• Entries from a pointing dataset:
-------

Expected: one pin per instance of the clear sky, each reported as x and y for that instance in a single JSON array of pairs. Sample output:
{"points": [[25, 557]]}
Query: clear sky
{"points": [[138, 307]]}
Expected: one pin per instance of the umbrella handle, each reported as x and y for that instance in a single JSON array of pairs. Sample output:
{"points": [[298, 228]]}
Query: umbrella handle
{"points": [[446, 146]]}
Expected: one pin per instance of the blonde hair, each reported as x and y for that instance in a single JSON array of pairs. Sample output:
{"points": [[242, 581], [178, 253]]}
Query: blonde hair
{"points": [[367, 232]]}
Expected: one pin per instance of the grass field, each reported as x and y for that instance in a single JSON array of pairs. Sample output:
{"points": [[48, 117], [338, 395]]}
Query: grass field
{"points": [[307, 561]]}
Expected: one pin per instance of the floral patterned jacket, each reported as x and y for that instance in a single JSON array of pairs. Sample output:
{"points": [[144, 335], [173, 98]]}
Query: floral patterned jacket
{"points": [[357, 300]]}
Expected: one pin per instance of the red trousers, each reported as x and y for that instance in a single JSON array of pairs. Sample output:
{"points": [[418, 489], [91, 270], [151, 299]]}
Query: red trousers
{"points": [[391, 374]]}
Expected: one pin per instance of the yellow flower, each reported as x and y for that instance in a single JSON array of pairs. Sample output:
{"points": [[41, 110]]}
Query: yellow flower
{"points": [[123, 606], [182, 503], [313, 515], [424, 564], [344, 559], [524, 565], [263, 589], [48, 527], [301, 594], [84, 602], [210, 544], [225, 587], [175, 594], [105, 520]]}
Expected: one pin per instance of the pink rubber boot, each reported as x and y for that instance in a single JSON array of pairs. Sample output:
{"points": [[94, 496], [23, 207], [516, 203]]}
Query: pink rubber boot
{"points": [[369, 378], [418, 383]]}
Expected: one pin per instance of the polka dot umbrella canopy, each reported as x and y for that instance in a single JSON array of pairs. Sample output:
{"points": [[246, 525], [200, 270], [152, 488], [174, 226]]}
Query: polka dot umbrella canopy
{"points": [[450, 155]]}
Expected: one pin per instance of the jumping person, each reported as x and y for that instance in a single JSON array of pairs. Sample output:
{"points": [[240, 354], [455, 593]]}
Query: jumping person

-------

• Short exercise:
Retype every one of the entries above word for word, keeping each line unchanged and in its original order.

• Answer in full:
Expected: one pin per instance of the clear sky, each reported as x and y for that instance in a single JSON array of pairs. Sample output:
{"points": [[25, 557]]}
Query: clear sky
{"points": [[138, 307]]}
Expected: one pin per instance of the umbrella handle, each reported as x and y for that instance in a single JSON array of pairs. Sample output:
{"points": [[298, 228]]}
Query: umbrella handle
{"points": [[446, 146]]}
Expected: one pin per instance of the blonde hair, each reported as x and y for that instance in a single JSON array of pairs. Sample output:
{"points": [[242, 581], [178, 253]]}
Query: blonde hair
{"points": [[367, 232]]}
Expected: one pin per instance of the grass field, each reported as x and y for that instance in a single JSON array of pairs. Sample output:
{"points": [[48, 117], [338, 395]]}
Query: grass field
{"points": [[307, 561]]}
Expected: one pin per instance of the floral patterned jacket, each reported as x and y for that instance in a single JSON array of pairs. Sample output:
{"points": [[144, 335], [173, 98]]}
Query: floral patterned jacket
{"points": [[357, 300]]}
Expected: one pin per instance of the red trousers, each reported as x and y for that instance in a single JSON array of pairs. Sample output:
{"points": [[418, 489], [91, 270], [151, 299]]}
Query: red trousers
{"points": [[391, 374]]}
Expected: one pin per instance of the yellow flower, each reported as x and y for that instance in a single JSON array of pairs. Sample output:
{"points": [[41, 110]]}
Query: yellow flower
{"points": [[123, 606], [182, 503], [313, 515], [424, 564], [344, 559], [524, 565], [263, 589], [48, 527], [301, 594], [84, 602], [210, 544], [225, 587], [175, 594], [105, 520]]}
Expected: one pin per instance of the pink rubber boot, each reported as x and y for that instance in a single JSON array of pairs. Sample output:
{"points": [[94, 496], [23, 207], [516, 203]]}
Query: pink rubber boot
{"points": [[369, 378], [418, 383]]}
Expected: one pin per instance of the polka dot umbrella canopy, each reported as x and y for that instance in a single JSON array of pairs. Sample output:
{"points": [[246, 525], [200, 270], [152, 488], [174, 226]]}
Query: polka dot umbrella canopy
{"points": [[450, 155]]}
Expected: one pin per instance of the jumping person, each reported as x and y for that instance in a single JSON array of pairs. Sample output:
{"points": [[240, 354], [455, 593]]}
Query: jumping person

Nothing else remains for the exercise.